** PROBLEM REQUIREMENTS **
Copy out all of the data exactly as it appears.

** SUPPLIED RECORDS **

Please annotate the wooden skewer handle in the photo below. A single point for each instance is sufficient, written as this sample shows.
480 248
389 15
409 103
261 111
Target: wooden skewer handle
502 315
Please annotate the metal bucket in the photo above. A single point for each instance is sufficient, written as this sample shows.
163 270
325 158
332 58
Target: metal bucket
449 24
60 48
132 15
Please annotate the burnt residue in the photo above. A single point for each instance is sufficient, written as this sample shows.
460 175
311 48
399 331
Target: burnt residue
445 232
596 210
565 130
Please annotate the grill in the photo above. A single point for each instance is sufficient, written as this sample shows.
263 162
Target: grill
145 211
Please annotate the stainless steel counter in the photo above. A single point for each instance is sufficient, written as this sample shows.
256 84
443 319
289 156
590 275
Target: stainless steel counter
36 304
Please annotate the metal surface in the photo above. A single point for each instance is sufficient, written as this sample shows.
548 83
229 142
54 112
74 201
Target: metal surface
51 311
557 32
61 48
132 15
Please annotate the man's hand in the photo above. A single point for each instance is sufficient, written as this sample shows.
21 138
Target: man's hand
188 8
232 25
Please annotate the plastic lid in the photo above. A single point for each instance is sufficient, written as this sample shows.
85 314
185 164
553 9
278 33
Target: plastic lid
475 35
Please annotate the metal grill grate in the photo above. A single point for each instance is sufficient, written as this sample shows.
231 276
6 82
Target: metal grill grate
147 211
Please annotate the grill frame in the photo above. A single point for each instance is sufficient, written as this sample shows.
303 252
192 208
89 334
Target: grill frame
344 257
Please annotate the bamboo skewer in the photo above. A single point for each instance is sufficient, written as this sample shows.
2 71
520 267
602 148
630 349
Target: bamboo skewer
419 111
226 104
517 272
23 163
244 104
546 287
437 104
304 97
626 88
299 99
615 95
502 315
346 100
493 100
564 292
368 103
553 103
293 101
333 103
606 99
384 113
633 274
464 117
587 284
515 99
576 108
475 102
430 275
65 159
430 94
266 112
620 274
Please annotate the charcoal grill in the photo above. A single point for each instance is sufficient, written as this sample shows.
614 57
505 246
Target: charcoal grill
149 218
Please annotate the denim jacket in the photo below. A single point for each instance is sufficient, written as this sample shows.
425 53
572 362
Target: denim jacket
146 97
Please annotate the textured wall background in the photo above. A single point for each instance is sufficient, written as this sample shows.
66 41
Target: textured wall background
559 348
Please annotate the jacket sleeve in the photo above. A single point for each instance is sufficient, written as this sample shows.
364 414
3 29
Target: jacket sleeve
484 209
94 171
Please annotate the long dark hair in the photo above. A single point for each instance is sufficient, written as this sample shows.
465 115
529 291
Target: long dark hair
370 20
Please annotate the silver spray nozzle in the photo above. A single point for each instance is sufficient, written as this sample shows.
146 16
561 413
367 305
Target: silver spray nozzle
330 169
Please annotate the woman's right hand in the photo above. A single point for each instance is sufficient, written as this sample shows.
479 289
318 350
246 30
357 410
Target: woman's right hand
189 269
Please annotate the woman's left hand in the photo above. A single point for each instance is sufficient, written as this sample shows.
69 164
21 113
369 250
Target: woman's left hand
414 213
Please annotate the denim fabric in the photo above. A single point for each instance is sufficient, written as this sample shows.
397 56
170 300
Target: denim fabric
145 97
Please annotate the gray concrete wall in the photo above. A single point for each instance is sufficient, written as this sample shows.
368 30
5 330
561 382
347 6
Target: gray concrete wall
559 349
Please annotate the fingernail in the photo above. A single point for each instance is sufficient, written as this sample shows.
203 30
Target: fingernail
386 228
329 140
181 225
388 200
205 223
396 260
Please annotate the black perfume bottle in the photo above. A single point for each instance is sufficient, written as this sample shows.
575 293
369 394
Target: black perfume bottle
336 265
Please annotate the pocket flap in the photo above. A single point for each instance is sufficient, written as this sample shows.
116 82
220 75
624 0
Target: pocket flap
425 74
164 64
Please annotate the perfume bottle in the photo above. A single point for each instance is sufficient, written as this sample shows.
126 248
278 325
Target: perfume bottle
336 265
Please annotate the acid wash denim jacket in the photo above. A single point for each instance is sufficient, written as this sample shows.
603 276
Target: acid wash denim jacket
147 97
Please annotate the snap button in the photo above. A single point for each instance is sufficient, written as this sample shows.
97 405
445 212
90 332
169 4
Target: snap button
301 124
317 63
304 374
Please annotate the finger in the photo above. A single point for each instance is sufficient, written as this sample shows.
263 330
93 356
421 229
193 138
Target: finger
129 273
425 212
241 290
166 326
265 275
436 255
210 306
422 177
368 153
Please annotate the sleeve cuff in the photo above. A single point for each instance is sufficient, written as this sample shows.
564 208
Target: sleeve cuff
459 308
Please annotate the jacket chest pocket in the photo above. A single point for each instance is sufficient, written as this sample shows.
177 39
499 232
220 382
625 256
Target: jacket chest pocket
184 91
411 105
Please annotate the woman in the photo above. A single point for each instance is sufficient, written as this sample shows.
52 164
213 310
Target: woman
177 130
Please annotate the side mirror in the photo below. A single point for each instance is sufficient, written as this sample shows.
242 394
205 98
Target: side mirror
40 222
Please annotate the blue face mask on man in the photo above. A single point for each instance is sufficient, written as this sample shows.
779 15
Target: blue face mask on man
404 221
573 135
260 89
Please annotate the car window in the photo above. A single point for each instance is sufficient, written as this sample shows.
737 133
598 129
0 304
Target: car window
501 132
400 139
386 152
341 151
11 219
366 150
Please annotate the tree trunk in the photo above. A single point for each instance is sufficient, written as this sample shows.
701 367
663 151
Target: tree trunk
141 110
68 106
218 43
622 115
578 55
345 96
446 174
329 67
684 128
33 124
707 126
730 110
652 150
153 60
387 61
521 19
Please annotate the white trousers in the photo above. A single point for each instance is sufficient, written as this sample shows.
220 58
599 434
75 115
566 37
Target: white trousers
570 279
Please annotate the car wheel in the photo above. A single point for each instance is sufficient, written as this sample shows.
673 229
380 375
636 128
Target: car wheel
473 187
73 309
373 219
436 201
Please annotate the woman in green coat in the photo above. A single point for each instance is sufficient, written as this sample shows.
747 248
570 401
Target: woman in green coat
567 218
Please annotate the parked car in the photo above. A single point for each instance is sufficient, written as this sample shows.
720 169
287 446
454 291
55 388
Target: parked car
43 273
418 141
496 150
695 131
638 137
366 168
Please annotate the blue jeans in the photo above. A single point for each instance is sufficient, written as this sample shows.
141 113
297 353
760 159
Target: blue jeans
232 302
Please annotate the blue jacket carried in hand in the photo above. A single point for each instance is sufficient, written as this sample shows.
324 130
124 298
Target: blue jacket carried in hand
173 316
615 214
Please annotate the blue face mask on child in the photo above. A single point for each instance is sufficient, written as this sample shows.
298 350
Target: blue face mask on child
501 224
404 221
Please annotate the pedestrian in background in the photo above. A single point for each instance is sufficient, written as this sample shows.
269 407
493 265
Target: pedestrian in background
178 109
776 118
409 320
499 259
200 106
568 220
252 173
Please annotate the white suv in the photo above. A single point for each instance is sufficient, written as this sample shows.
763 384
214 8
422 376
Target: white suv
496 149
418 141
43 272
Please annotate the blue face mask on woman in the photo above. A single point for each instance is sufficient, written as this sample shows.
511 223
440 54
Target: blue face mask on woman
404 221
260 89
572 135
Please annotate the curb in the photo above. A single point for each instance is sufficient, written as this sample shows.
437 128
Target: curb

** ANSWER TO THIS TASK **
Please annotate the wooden skewer handle in the photo below. A single point for each instance is sufficient, written as this sample shows.
480 248
389 15
409 103
261 111
Target: wooden skewer handle
502 315
Please annotate the metal bucket in the photo above. A single point for each instance is sufficient, written as this sample shows.
163 270
325 158
332 58
Target: metal bucket
449 24
60 48
132 15
Please annotate the burnt residue in the photo above. A single point for each instance is sufficient, written as this sample shows.
460 175
311 48
399 331
Target: burnt residue
445 232
596 210
565 130
Please annotate the grill in the photo above. A single point for each instance is sufficient, written as this sample shows.
263 162
Target: grill
145 211
Please annotate the stainless steel counter in the photo above. A single point for each instance is sufficient, written as this sample shows.
256 84
443 319
289 156
590 275
Target: stainless steel counter
36 304
Please annotate the metal surface in the photo above. A single point for each instance is sufficient, written as this sample shows.
548 83
229 142
54 112
74 201
Target: metal surface
51 311
557 32
61 48
132 15
Please annotate the man's hand in the photo above. A single point for each instance is sufficient, written as this sample shows.
21 138
Target: man's hand
188 8
232 25
Please annotate the plastic lid in the photo above. A single point for each instance is sufficient, written as this sample shows.
85 314
185 164
553 9
278 33
Target: plastic lid
475 35
Please annotate the metal grill grate in the photo above. A single point for each instance is sufficient, written as this sample shows.
231 276
6 82
Target: metal grill grate
147 211
Please annotate the grill frame in the photo above. A single point for each instance is sufficient, written as this sample shows.
303 252
192 208
89 334
Target: grill frame
344 257
Please annotate the bamboo skewer in the photo above. A single point for each instance is sufficient, written as this sample shows.
2 71
520 267
602 148
630 349
Target: bamboo skewer
419 111
226 104
517 272
23 163
244 104
546 287
437 104
304 97
626 88
299 99
615 95
502 315
346 100
493 100
564 292
368 103
553 103
293 101
333 103
606 99
384 113
633 274
464 117
587 284
515 99
576 108
475 102
430 275
65 159
430 94
266 112
620 274
Please annotate the charcoal grill in the photo above. A single point for each instance is sufficient, written as this sample shows.
614 57
505 246
Target: charcoal grill
149 218
Please annotate the denim jacket in the photo below. A single point for each instance is sufficient, written as this sample shows.
425 53
572 362
Target: denim jacket
146 97
Please annotate the textured wall background in the photo above. A single point for each instance is sufficient, written as this sample shows.
66 41
Target: textured wall background
559 348
Please annotate the jacket sleeve in the photo above. A single point for each instance is sufficient, written as this sample shows.
364 414
3 29
Target: jacket sleeve
484 209
94 171
Please annotate the long dark hair in the photo above. A single point for each instance is sufficient, written as this sample shows.
465 115
529 291
Target: long dark hair
370 20
Please annotate the silver spray nozzle in the photo above. A single point for each instance is sufficient, written as this sample shows.
146 16
561 413
367 305
Target: silver spray nozzle
330 169
Please annotate the woman's right hand in the photo above. A single point for each instance is sufficient, written as this sample shows.
479 289
318 350
246 30
357 410
Target: woman's right hand
189 269
Please annotate the woman's left hand in the photo above. A single point for each instance is sufficient, written as this sample shows.
69 164
21 113
369 250
Target: woman's left hand
414 213
Please annotate the denim fabric in the photo above. A single point for each instance is sufficient, written as this sample shows.
397 56
170 300
Target: denim fabric
145 97
Please annotate the gray concrete wall in the photo above. A single point for each instance is sufficient, written as this sample shows.
368 30
5 330
561 382
347 6
Target: gray concrete wall
559 349
Please annotate the fingernail in the photo above. A single point for each instance is sufficient, written as this sample shows.
203 30
Target: fingernail
386 228
329 140
181 225
388 200
205 223
396 260
Please annotate the black perfume bottle in the photo above. A single point for each instance is sufficient, written as this sample shows.
575 293
369 394
Target: black perfume bottle
336 265
Please annotate the pocket flap in the photo above. A single point for each instance is sufficient, written as this sample shows.
116 82
220 75
624 0
Target: pocket flap
425 74
164 64
Please annotate the perfume bottle in the photo above. A single point for each instance is sufficient, written as this sample shows.
126 248
278 325
Target: perfume bottle
336 265
Please annotate the acid wash denim jacket in the photo above. A single point for each instance is sufficient, written as this sample shows.
603 276
Target: acid wash denim jacket
147 97
Please annotate the snap button in the photo above. A single point for each instance is sufficient, written as this sample shows.
97 405
445 212
90 332
169 4
Target: snap button
301 124
317 63
304 374
Please annotate the finger in the photo above. A single point for each instance is sufficient, written as this sample shows.
263 330
93 356
421 229
193 138
Target: finger
129 273
425 212
241 290
166 326
265 275
436 255
210 306
422 177
368 153
Please annotate the sleeve cuff in the photo above. A single point for each instance is sufficient, written as this sample shows.
564 208
Target: sleeve cuff
459 308
Please annotate the jacket chest pocket in the photo above. A single point for each instance is sufficient, written as this sample shows.
177 39
499 232
220 382
625 256
Target: jacket chest pocket
184 91
411 105
Please annotate the woman in the photo above. A single point for each instance is sufficient, written as this sample shows.
52 164
213 310
Target: woman
177 130
Please annotate the side mirror in the photo below. A single point for each instance is sufficient, written as this sample shows.
242 394
205 98
Target: side mirror
40 222
Please annotate the blue face mask on man in the photo above. A single point for each instance is sufficient, written as this sample shows.
779 15
Target: blue face mask on man
404 221
573 135
260 89
Please annotate the car window in the photo above. A single point for each instance is sufficient, written as this sample shows.
737 133
598 129
0 304
Target: car window
501 132
400 139
386 152
341 151
11 219
366 150
Please annotate the tree trunk in the photo above. A single point for each instance is sufficient, written as this sample shows.
701 367
663 151
Target: tree trunk
141 110
68 106
218 43
622 115
578 55
345 96
446 174
329 67
684 128
33 124
707 126
730 110
652 150
153 60
387 61
521 19
Please annotate the white trousers in the photo above. A single point for each instance is sufficient, written as this sample shows.
220 58
599 434
75 115
566 37
Target: white trousers
570 279
Please annotate the car wheel in the photo above. A single point for each instance is sufficient, written as this sample shows.
673 229
380 375
636 128
Target: car wheel
473 187
73 309
373 219
436 201
Please annotate the woman in green coat in the photo above. A single point for each instance is sufficient, written as this sample shows.
747 248
570 401
Target: woman in green coat
567 218
Please annotate the parked car in the photo above. A single point for each instance is sufficient, written as this sample shows.
720 169
287 446
454 291
55 388
Target: parked car
43 273
418 141
496 150
695 131
638 137
366 168
Please annotate the blue jeans in the photo above. A single point for each instance is sufficient, written as this sample shows.
141 113
297 353
760 159
Target: blue jeans
232 302
Please annotate the blue jacket carried in hand in the photo above. A single point for each instance is sufficient, written as this sample shows.
324 130
124 298
Target: blue jacket carried in hand
173 316
615 214
Please annotate the blue face mask on child in the photo above. A single point for each instance is sufficient, written as this sample shows.
298 350
Target: blue face mask on child
501 224
404 221
Please annotate the pedestrian in background in the photo above. A single point for each instance is sufficient, written as this sample shows.
269 407
493 265
Target: pedestrian in background
178 109
776 118
409 320
499 259
200 106
568 220
252 173
Please annotate the white suv in the photo above. A single point for each instance is sufficient, written as this sample shows.
763 384
214 8
422 376
Target: white suv
496 149
418 141
43 272
Please annotate the blue face mask on woman in the photo above. A single point for each instance is sufficient, written as this sample shows.
511 223
440 54
Target: blue face mask on woman
404 221
260 89
572 135
Please annotate the curb in the photo above. A single point for each instance is sufficient, written as this sample shows.
437 128
Target: curb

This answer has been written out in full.